§ What the exercise asks
Find the string "stem" in the records and copy each line where it occurs.

§ Dataset content
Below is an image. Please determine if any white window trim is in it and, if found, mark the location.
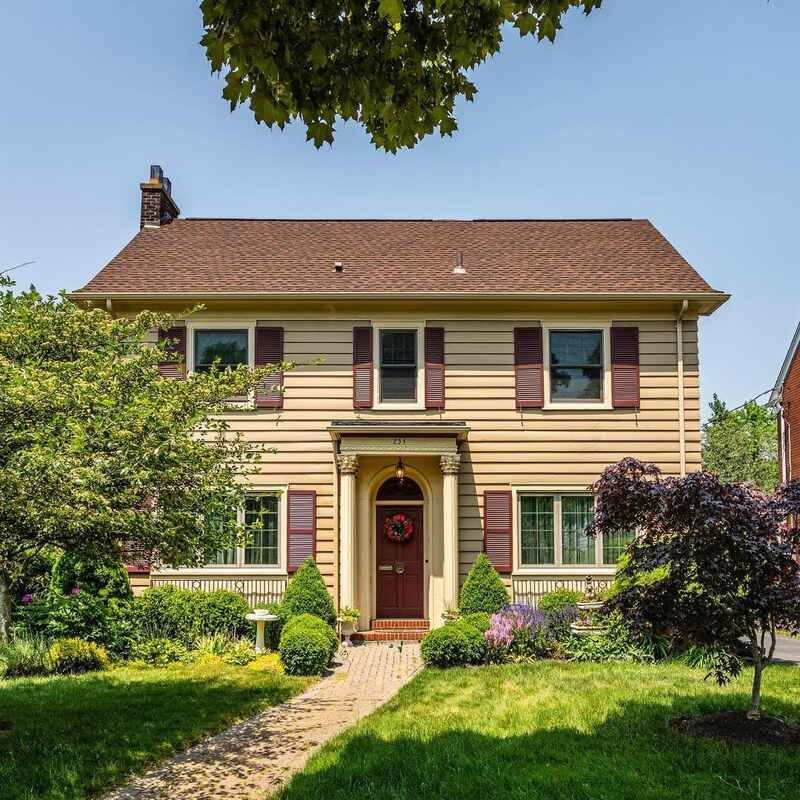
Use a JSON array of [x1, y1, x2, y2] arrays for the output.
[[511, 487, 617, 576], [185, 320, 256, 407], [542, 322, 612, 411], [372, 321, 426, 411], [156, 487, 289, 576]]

* * *

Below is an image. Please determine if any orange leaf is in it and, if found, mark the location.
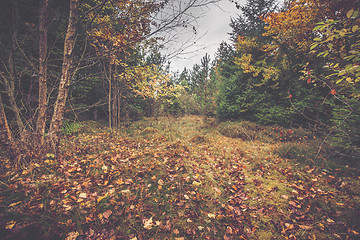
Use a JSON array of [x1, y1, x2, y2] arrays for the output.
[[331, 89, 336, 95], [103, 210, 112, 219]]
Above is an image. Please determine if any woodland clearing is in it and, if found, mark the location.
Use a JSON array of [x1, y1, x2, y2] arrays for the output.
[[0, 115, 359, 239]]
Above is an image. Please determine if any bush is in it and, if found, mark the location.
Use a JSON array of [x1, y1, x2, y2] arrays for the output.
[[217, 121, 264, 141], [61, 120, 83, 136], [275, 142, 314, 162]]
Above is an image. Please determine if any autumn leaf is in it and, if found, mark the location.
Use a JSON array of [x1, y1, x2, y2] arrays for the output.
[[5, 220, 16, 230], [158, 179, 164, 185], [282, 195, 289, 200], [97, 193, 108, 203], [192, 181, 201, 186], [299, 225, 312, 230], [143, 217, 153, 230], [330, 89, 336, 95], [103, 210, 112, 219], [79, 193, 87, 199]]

* * *

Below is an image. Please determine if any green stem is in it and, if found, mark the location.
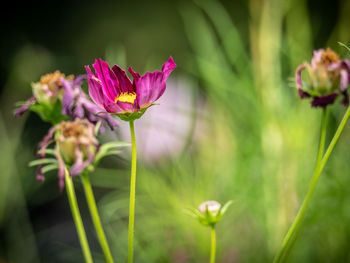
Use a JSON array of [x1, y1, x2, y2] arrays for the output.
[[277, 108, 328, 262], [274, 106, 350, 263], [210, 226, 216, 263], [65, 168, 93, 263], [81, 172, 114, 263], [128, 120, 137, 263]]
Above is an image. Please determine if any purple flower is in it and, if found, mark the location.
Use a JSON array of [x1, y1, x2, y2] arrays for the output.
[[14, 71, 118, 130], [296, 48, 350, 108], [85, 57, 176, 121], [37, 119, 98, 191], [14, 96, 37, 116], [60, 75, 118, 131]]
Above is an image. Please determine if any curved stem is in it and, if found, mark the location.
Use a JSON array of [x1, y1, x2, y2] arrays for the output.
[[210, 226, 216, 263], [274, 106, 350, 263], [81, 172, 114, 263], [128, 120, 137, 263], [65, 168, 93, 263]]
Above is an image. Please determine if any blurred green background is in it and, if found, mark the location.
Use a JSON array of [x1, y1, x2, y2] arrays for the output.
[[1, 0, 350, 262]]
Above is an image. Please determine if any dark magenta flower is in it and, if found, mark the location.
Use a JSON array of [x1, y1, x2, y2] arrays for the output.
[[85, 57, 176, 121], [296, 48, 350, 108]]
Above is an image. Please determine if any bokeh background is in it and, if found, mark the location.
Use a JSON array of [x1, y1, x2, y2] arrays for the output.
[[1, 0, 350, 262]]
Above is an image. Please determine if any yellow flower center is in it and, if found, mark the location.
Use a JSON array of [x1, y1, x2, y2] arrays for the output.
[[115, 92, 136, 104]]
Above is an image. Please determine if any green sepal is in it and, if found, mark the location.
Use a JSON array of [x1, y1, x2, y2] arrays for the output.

§ Result
Below is an image. Please determine if any green stem is in it and, if found, mark the location.
Above is an image. Please determine if any curved stem is in it and, if found, mark the location.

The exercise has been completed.